* **AUSZUG**:
= = =
# JBoss gibt POI API nicht frei



## Sanix (29. Mrz 2007)

Ich verwende in einem Projekt die Apache POI API. Sie liegt im lib Folder der Webapplikation. Wenn ich nun die Applikation deploye funktioniert alles perfekt. Das zweite Mal jedoch nicht mehr. Weil die Applikation kann nicht auf dem Server gelöscht werden, da JBoss die Datei "lockt", dass heisst ANT kann sie nicht löschen.
Ich verstehe dies jedoch nicht, er tut dies bei keiner anderen lib.


----------



## Czapie (30. Mrz 2007)

Hat POI vielleicht noch irgendwelche Dateien, oder Streams geöffnet?


----------



## kama (30. Mrz 2007)

Hallo,

wie deployest Du denn die Applikation in einem WAR/EAR File?
= = =
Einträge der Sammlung

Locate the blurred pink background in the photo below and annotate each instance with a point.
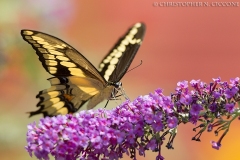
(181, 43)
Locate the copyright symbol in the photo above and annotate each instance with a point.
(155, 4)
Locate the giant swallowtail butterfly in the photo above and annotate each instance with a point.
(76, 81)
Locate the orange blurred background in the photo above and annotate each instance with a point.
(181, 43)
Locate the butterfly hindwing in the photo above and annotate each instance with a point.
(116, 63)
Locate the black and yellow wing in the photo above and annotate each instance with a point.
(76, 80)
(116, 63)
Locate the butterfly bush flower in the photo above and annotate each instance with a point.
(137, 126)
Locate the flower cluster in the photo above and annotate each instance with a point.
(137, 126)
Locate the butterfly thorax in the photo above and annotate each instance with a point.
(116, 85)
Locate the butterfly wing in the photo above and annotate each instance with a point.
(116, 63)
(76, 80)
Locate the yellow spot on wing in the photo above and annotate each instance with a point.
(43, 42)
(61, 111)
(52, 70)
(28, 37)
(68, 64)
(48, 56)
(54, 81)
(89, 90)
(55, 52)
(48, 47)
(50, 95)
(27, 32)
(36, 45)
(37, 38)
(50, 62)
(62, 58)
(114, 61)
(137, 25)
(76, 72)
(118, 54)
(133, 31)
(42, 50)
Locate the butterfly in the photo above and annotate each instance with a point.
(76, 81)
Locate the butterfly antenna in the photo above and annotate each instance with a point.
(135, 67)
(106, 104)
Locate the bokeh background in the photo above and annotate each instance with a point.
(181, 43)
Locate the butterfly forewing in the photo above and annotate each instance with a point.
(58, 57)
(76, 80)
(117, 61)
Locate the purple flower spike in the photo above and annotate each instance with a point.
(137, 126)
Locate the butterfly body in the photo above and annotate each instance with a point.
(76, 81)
= = =
* **ZU ERLEDIGEN**:
[a] Wie viele Zeilen der Datensätze enthalten die Zeichenfolge "butterfly"? Achte auf Groß- und Kleinschreibung und gib nur die Anzahl an.
[b] Schreibe die Fortsetzung des Forenthreads über JBoss und die POI API im Anschluss an den letzten Beitrag.

* **ERGEBNISSE**:
[a] 9

[b]
MfG
Karl Heinz Marbaise


----------



## Sanix (30. Mrz 2007)

In einem War File.


----------



## kama (30. Mrz 2007)

Hi,

remote Deployment oder lokales (file) deployment?

Wenn Du ein Update deployes, ist damm im Log-File (Server) eine Fehlermeldung zu sehen?

MfG
Karl Heinz Marbaise


----------



## Sanix (5. Apr 2007)

Nein, ich kriege einfach folgenden Fehler:



> BUILD FAILED
> C:\workspace\SourceAdmin\build.xml:210: Unable to delete file C:\Program Files\jboss-4.0.5.GA\server\default\deploy\webapps\SourceAdmin.war\WEB-INF\lib\poi-2.5.1-final-20040804.jar
> 
> Total time: 4 seconds


----------



## KSG9|sebastian (5. Apr 2007)

Wie schon geschrieben. Die lib hat noch irgend ne Datei oder Stream o.ä. geöffnet.


----------



## Sanix (5. Apr 2007)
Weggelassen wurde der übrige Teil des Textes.